▶ _Texte fourni_
A défaut de revenu universel  ESPIONNAGE UNIVERSEL avec Grandes z'oreilles
u zinu :

L'article ci-après, ô miracle, va totalement "à contre-courant" de la pensée que nous sommes quotidiennement invités à partager par une presse dont « Le Monde » est le fleuron, mais auquel nous pourrions aisément adjoindre d’autres atlantistes distingués comme Libé ou Médiapart.
Ne parlons pas de l’incongruité de cette contribution par rapport aux commentaires et analyses que nous infligent avec insistance, redondance et persistance les radios et télés du paysage médiatique, qu’il soit d’État ou appartenant à des actionnaires bien identifiés.
Il n'est pas sûr que dans la rédaction même de Marianne l'on s'accorde sur l'opportunité de ce petit brûlot.
Quoiqu’il en soit, saluons ce papier qui nous invite à ne pas pratiquer béatement la liturgie ordinaire de l’orthodoxie dominante.

 

La CIA prise la main dans la sac de l'espionnage


Publié le 08/03/2017 - MARIANNE
Jack Dion
Directeur adjoint de la rédaction
Auteur du livre Le mépris du peuple (LLL).

 
Wikileaks a publié près de 9.000 documents de la CIA confirmant que les services américains pratiquent l’espionnage à grande échelle. Mais la presse s’en moque. Et si c’était les Russes, que dirait-on ?
Depuis des semaines, on nous rebat les oreilles avec les histoires d’espions venus des neiges, équipés du dernier cri de l’arme technologique. Comme au bon vieux temps de la guerre froide et des romans de John Le Carré, on voit la main de Moscou partout : derrière l’élection de Donald Trump, dans les difficultés d’Angela Merkel à la veille des législatives allemandes, et même dans la présidentielle française.
Tous les journaux, à de rares exceptions, ont repris la même antienne. Ils ont redécouvert l’ours russe, décrit comme s’il était toujours soviétique. Ils ont raconté avec moult détail les campagnes de déstabilisation attribuées au Kremlin. Signe particulier de ce dossier : aucune preuve tangible n’est jamais avancée, si ce n’est la mise en scène des informations fournies par les services de renseignement du grand frère américain, que l’on peut croire sur parole puisqu’ils se situent dans le camp du Bien.

Parlons-en, des services américains. Wikileaks a publié 8.761 documents provenant de la CIA. Il s’agirait de la plus importante publication de matériels secrets du renseignement jamais réalisée.
Interrogé sur leur validité, un porte-parole de la CIA, Jonathan Liu, n'a ni confirmé ni démenti l'authenticité de ces documents, ni commenté leur contenu, ce qui est une forme de confirmation par l’embarras.
De son côté, le porte-parole de la Maison Blanche, Sean Spicer, a déclaré lors de son point de presse : « C'est quelque chose qui n'a pas été entièrement évalué ». Quant au président la commission du Renseignement à la Chambre des représentants, Devin Nunes, il a affirmé que ces révélations semblaient « très très sérieuses », avant d’ajouter « Nous sommes très inquiets ».

▶ _Défi 1_
D'après l'article sur l'espionnage de la CIA, quel porte-parole de la CIA n'a ni confirmé ni démenti l'authenticité des documents publiés ?
▶ _Défi 2_
Prolongez l'article sur l'espionnage de la CIA à partir de sa dernière phrase.

Données sources:
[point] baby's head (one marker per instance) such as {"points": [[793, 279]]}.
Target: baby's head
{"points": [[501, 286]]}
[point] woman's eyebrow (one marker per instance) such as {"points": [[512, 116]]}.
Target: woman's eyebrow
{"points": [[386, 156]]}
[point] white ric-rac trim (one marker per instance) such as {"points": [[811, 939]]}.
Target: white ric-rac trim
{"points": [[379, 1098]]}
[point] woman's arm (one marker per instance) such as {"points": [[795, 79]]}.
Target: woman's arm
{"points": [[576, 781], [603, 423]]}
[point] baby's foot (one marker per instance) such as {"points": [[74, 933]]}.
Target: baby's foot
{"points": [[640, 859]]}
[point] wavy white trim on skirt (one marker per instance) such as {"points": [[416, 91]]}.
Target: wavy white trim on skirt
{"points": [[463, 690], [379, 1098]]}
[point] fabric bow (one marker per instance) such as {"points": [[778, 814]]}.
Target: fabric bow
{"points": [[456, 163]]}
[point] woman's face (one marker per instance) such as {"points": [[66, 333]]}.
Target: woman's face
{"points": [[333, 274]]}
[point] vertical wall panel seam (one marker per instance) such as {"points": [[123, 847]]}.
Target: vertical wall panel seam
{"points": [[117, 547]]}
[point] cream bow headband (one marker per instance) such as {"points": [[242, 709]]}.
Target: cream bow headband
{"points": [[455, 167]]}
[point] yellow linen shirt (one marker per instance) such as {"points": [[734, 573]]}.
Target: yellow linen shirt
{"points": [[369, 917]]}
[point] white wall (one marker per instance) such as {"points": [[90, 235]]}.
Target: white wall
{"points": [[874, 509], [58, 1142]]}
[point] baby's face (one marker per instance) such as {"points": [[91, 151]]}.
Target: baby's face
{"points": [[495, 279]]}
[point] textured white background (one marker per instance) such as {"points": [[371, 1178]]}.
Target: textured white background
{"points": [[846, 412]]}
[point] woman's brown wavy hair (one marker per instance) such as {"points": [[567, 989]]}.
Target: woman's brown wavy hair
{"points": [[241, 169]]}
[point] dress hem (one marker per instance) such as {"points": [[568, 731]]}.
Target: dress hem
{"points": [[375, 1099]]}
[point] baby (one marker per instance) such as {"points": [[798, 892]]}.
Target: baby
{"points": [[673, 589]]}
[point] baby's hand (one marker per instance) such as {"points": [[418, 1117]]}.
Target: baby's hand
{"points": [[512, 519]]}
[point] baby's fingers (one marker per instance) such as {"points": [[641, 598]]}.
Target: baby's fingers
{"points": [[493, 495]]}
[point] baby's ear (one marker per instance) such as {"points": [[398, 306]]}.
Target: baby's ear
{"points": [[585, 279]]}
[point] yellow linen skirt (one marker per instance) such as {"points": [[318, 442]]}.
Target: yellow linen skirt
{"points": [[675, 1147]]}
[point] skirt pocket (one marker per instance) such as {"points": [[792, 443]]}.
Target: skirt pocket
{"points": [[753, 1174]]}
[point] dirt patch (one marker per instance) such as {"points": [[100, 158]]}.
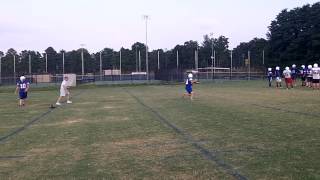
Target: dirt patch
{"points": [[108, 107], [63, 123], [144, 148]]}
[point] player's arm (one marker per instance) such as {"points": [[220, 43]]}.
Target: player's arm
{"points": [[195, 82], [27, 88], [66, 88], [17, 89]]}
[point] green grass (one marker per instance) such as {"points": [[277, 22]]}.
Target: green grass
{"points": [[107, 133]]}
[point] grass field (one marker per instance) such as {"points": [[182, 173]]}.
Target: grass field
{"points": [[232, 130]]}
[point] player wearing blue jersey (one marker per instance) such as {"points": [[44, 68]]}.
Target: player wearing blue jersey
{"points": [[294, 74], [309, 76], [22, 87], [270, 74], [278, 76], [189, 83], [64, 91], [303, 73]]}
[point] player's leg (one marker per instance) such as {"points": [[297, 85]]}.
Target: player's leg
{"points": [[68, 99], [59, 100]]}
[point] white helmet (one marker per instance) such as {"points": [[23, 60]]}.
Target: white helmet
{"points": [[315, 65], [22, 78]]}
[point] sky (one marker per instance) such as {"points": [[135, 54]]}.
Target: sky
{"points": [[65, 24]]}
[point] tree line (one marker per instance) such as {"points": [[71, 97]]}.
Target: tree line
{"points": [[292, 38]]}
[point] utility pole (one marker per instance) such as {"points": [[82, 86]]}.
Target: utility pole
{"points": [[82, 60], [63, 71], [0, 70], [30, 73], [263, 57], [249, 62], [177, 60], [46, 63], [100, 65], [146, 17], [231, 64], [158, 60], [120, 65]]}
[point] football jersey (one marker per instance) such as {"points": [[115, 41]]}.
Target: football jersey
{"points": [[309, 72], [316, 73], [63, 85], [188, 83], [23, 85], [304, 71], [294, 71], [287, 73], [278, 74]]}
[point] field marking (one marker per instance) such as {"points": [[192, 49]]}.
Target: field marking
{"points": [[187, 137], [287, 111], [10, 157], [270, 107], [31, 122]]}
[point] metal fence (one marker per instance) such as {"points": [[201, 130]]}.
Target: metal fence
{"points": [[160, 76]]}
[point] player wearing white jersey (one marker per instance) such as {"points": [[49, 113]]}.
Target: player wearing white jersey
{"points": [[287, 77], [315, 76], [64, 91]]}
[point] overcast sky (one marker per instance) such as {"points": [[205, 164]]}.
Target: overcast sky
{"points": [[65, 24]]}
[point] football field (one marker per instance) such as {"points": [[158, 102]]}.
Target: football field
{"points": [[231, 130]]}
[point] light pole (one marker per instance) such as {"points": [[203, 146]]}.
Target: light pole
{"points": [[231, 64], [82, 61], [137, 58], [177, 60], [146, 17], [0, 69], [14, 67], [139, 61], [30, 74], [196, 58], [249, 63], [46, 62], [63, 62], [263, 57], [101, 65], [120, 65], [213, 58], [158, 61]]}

--

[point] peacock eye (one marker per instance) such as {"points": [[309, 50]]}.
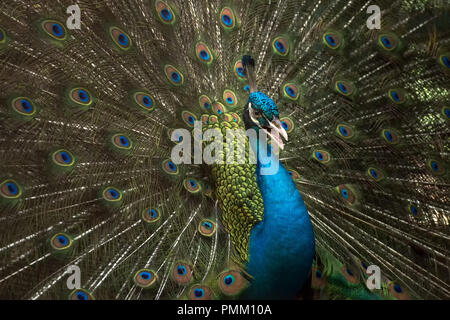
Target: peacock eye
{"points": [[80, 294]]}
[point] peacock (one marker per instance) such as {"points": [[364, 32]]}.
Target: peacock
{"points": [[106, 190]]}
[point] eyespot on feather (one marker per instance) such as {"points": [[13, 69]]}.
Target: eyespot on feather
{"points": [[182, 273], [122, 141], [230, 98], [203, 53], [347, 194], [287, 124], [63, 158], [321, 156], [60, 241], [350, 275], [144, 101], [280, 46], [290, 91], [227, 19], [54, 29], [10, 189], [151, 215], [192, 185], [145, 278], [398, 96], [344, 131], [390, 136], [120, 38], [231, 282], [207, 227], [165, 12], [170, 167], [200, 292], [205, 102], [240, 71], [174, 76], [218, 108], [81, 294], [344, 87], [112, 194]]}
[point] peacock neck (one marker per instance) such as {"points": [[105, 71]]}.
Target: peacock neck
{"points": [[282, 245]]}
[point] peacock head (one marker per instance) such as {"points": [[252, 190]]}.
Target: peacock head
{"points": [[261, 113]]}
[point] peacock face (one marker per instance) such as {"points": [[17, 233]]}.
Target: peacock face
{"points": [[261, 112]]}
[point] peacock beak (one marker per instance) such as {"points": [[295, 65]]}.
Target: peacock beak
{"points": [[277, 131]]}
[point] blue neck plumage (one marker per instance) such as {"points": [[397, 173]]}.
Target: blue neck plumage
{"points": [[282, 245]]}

▶ _Réponse rédigée 1_
Jonathan Liu

▶ _Réponse rédigée 2_
Il y a de quoi. Le site créé par l'Australien Julian Assange parle d’une « collection extraordinaire, qui représente plusieurs centaines de millions de lignes de codes »dévoilant « la totalité de la capacité de piratage informatique de la CIA ». Ces archives auraient circulé parmi d'anciens pirates du gouvernement américain et sous-traitants, et l’un d'entre eux en aurait remis une partie à Wikileaks.
La CIA peut transformer n’importe quel poste de télévision en appareil d'écoute.
On apprend ainsi que la CIA peut transformer n’importe quel poste de télévision en appareil d'écoute, contourner les applications de cryptage et même contrôler le véhicule de monsieur tout le monde. Ces programmes ont pris pour cible en particulier des iPhone, des systèmes fonctionnant sous Android (Google), le populaire Microsoft ou encore les télévisions connectées de Samsung, pour les transformer en appareils d'écoute à l'insu de leur utilisateur. La CIA se serait également intéressée à la possibilité de prendre le contrôle de véhicules grâce à leurs instruments électroniques.
En piratant les smartphones, la CIA parviendrait à contourner les protections par cryptage de célèbres applications comme WhatsApp, Signal, Telegram, Weibo ou encore Confide, en capturant les communications avant qu'elles ne soient cryptées. Ce qui fait écrire à Wikileaks : « De nombreuses vulnérabilités exploitées par le cyber-arsenal de la CIA sont omniprésentes et certaines peuvent déjà avoir été découvertes par des agences de renseignement rivales ou par des cyber-criminels ».
Dans un communiqué, Julian Assange estime que ces révélations prouvent des « risques extrêmes » en raison de la prolifération hors de toute supervision des « armes » de cyberattaque, sans que les fabricants des appareils visés n’en soient informés. De son côté, Edward Snowden, ex employé de la NSA réfugié à Moscou a affirmé sur Twitter que ces documents semblaient « authentiques ».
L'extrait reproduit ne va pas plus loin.